I'll start off with a fic I gave a good long chance to, but have given up on as of this morning:  Mastermind Hunting by "Louis IX" (600K words).  This is a Harry Potter fic with a godlike!Harry, but I have never seen godlike!Harry written so dully.  

Okay, let me back up and give a little background.  In this story, Petunia has a miscarriage while carrying Dudley and as a result can't have children.  For some reason Dumbledore doesn't just leave Harry on the Dursleys' doorstep, but actually takes the time to talk to them, with the result that they agree to raise Harry in exchange for magical healing for Petunia.  Raising him proves a delight and fills a hole in their lives, so they formally adopt him, and soon he's the older brother to another boy and a pair of twin girls.  (And I've just given you about 75% of all the characterization his siblings get.)  

When Harry has his first bouts of accidental magic, he investigates and experiments with it for several years and becomes adept at doing a lot of things with it.  When a covert CIA agent operating in Britain catches wind of one less-than-subtle incident, it starts an odyssey that takes up most of the first 15% or so of the fic, where Harry and his family are split up and scattered around the world, and in an adventure worthy of James Bond Harry enlists allies, vastly improves on his abilities, discovers wizards and their culture, briefly serves as an avatar for Quetzalcoatl during the fulfillment of a prophecy (no, really), thwarts the CIA and several other organizations, and finally rescues his family, just in time to enroll in Hogwarts under an assumed name.

▶ DATASET RECORDS
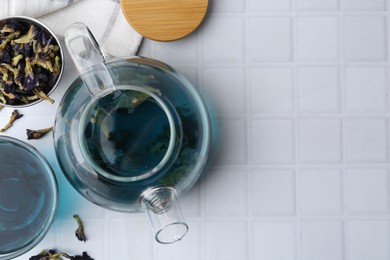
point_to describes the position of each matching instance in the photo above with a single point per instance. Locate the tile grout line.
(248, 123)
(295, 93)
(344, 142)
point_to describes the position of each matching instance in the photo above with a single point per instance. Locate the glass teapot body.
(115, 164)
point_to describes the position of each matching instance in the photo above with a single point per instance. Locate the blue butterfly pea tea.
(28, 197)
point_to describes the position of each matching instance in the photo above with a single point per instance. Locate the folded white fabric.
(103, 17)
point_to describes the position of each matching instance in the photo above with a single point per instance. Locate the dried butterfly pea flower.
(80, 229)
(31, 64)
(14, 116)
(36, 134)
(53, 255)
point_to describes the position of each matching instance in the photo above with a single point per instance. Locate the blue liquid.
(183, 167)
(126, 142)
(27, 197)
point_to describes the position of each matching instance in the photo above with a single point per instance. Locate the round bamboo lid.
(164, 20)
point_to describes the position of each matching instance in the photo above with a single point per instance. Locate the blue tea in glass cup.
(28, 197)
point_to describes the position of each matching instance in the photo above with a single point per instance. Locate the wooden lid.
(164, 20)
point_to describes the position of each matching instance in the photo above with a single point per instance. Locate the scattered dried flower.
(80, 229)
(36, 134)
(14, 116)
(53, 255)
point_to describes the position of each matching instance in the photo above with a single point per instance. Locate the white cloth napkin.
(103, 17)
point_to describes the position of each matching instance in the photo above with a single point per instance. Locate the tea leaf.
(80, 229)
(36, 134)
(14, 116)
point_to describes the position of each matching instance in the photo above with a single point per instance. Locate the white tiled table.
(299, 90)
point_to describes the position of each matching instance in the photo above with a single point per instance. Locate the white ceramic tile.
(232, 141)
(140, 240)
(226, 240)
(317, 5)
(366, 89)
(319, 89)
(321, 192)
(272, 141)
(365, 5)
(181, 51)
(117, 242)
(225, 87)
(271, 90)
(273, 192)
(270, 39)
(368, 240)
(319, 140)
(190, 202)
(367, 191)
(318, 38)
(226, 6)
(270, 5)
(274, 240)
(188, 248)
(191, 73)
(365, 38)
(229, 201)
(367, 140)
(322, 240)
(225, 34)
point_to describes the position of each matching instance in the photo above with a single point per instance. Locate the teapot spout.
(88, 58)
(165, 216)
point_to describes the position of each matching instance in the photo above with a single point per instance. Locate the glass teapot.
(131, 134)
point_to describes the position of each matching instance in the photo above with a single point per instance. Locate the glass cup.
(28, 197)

▶ TO DO
**a.** In the review of Mastermind Hunting, list every action Harry takes in the adventure the reviewer calls "worthy of James Bond."
**b.** Carry the review of Mastermind Hunting forward from its final sentence, writing the paragraph that comes next.

▶ ANSWER LIST
**a.**
- Enlists allies
- Vastly improves on his abilities
- Discovers wizards and their culture
- Briefly serves as an avatar for Quetzalcoatl during the fulfillment of a prophecy
- Thwarts the CIA and several other organizations
- Rescues his family

**b.**
At least, it would be an adventure worthy of James Bond if it were written at all well.  The author has either never heard of -- or rejects as useless -- the fundamental writing advice "Show, Don't Tell".  Just about everything in Harry's life before he's 11 is drily, dully recited third-hand, with so little dialogue even in scenes where people are having extended conversations that you wonder why the author's bothering to tell you they're talking.  "Harry did x, while he thought y, and someone said z".  He also is prone to ridiculous malaprops, or perhaps he trusts his spell-checker far too much; I suspect he might not be a native speaker of English, as he writes things that I don't think anyone raised speaking English would do or say, like referring to a team of special ops forces as a "Commando", singular.  When Harry gets to Hogwarts, the writing improves a little, with more dialogue, but everything still just plods along, one thing after another, to the point that there's nothing making me eager enough to find out what happens next to keep reading.

Frankly, I am amazed that I stuck it out as long as I did.  Having done so, though, I can save other folks the effort.  Stay away from this one.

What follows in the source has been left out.